Set the listing down unchanged, minus every embedded image.

------------------------

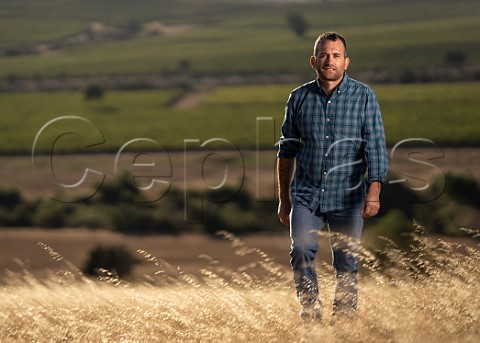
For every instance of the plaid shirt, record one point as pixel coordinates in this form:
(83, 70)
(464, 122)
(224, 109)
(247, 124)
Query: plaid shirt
(335, 142)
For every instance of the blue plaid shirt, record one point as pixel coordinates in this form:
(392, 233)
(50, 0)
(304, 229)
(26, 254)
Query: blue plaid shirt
(335, 142)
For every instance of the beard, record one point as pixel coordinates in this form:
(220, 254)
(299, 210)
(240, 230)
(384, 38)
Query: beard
(330, 75)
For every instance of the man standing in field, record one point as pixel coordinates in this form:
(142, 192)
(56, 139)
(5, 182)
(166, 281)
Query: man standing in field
(331, 135)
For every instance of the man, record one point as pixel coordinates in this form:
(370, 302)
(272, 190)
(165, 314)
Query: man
(331, 135)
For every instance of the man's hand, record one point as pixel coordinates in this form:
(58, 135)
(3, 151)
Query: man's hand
(371, 204)
(285, 167)
(284, 208)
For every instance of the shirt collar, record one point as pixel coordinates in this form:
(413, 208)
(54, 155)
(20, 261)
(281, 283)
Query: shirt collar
(341, 88)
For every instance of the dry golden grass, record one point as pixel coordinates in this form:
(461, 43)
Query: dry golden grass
(428, 295)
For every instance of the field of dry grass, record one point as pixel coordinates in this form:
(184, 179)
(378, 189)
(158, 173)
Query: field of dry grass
(430, 296)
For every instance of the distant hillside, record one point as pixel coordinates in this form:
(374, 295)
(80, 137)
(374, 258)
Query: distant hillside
(389, 41)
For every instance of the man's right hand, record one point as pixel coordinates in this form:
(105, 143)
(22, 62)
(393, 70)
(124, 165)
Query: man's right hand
(284, 208)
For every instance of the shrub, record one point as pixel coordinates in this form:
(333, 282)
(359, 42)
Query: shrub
(93, 92)
(116, 259)
(297, 23)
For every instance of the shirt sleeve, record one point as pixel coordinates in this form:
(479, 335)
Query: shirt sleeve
(290, 139)
(375, 146)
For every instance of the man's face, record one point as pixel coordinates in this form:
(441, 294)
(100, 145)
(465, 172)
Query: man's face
(331, 62)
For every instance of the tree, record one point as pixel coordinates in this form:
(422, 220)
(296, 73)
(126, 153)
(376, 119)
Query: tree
(116, 259)
(297, 23)
(455, 58)
(93, 92)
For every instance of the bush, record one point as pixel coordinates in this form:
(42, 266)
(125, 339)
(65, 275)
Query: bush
(297, 23)
(93, 92)
(10, 197)
(116, 259)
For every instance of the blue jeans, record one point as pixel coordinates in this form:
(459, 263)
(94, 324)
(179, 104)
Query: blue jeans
(345, 229)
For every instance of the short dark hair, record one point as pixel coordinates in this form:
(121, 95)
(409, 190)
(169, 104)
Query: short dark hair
(333, 36)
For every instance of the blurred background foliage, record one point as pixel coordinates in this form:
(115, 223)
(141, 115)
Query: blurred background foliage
(125, 66)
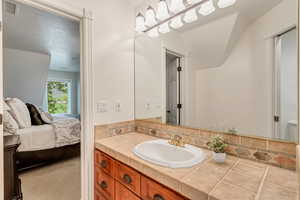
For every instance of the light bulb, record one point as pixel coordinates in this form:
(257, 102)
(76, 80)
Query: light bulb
(140, 23)
(153, 33)
(207, 8)
(176, 22)
(164, 28)
(190, 16)
(177, 6)
(150, 17)
(226, 3)
(162, 10)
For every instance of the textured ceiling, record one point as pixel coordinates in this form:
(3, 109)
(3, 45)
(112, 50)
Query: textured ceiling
(35, 30)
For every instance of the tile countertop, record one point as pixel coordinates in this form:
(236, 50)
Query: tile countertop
(236, 179)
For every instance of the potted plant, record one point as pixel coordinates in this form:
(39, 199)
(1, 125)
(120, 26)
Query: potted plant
(218, 146)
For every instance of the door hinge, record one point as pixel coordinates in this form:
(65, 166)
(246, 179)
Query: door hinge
(179, 106)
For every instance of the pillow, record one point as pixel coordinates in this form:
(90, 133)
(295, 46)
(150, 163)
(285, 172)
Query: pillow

------------------------

* [Result of this exercise]
For every instance of the plaid shirt, record one point as pixel coordinates in this form:
(83, 70)
(464, 122)
(224, 109)
(247, 124)
Query: plaid shirt
(335, 142)
For every instance of the blue plaid shirt, record one point as pixel coordinates in this form:
(392, 233)
(50, 0)
(304, 229)
(26, 254)
Query: blue plaid shirt
(335, 142)
For every instance of the beard, record one point as pixel coordinates in this form:
(220, 254)
(299, 210)
(240, 230)
(384, 38)
Query: beard
(330, 75)
For every instance of the man standing in field, record one point as pixel coordinates in this form:
(142, 192)
(56, 139)
(5, 182)
(166, 281)
Query: man standing in field
(331, 135)
For every instance of the man, record one point as pixel coordinates in this form:
(370, 302)
(272, 190)
(165, 314)
Query: man
(331, 135)
For every instance of the man's hand, record one point as pixel coordinates in this form:
(58, 135)
(3, 151)
Query: man's hand
(371, 204)
(285, 167)
(284, 208)
For every instance of the shirt collar, record one point as pixel coordinates in this form:
(413, 208)
(54, 155)
(20, 261)
(281, 283)
Query: shirt collar
(341, 88)
For every instance of the dry golden grass, record one point as pixel coordinates in this form:
(461, 43)
Query: dry golden grass
(428, 295)
For every instance of the field of dry grass, record one point as pixel coordinates in this form:
(184, 179)
(378, 189)
(158, 173)
Query: field of dry grass
(430, 296)
For every instance of the distant hillside, record one point as pixel coordinates in this form:
(374, 295)
(80, 137)
(374, 258)
Query: distant hillside
(389, 41)
For every instance of the man's right hand, record one point as pixel coordinates in this form:
(105, 143)
(22, 62)
(393, 70)
(124, 165)
Query: man's right hand
(284, 208)
For every instance of the shrub, record one point as pixel coordinates in this form:
(333, 282)
(359, 42)
Query: shrub
(93, 92)
(116, 259)
(297, 23)
For every instance of the shirt sleeve, record one point as pixel coordinates in this form:
(479, 335)
Query: shirt sleeve
(290, 139)
(375, 146)
For every instance of the man's face, record one point as pixel coordinates in this form:
(441, 294)
(100, 145)
(465, 172)
Query: man's face
(331, 62)
For every instance of the tree, record one point as pixel coordinates in this form:
(422, 220)
(296, 73)
(126, 153)
(376, 119)
Query: tree
(116, 259)
(297, 23)
(455, 58)
(93, 92)
For every instance of the bush, record one point as pixel coordinates in this form:
(42, 266)
(125, 339)
(65, 275)
Query: bush
(297, 23)
(93, 92)
(10, 197)
(116, 259)
For every instance of the blue jeans, record one point as pixel coordinates in this form:
(459, 263)
(94, 324)
(179, 104)
Query: blue jeans
(345, 229)
For every instance of the short dark hair, record one point as pixel coordinates in this form:
(121, 95)
(409, 190)
(169, 104)
Query: short dark hair
(333, 36)
For every instance of the blurred background foliage, record one point as pixel coordinates in this form:
(115, 223)
(141, 115)
Query: blurred background foliage
(125, 66)
For every instance of the light bulb, record one point as pixel coordinates in this form:
(257, 102)
(76, 80)
Query: light bulb
(140, 23)
(153, 33)
(207, 8)
(176, 22)
(164, 28)
(190, 16)
(177, 6)
(150, 17)
(226, 3)
(162, 10)
For every instance of the textured ceiling, record one point as pixel coordinates in this form:
(3, 109)
(3, 45)
(112, 50)
Query: textured ceiling
(35, 30)
For every instance of the tile countertop, record one point as pixel coordinates in this form:
(236, 50)
Query: tile countertop
(236, 179)
For every instance of the potted plant, record one point as pixel coordinates in this form:
(39, 199)
(1, 125)
(120, 26)
Query: potted plant
(218, 146)
For every instance of the door hinge, record one point as pixel coordinates in this form:
(65, 166)
(246, 179)
Query: door hinge
(179, 106)
For every instance of the pillow, record one point as pixel coordinates in this form:
(90, 133)
(295, 46)
(150, 163)
(285, 172)
Query: pillow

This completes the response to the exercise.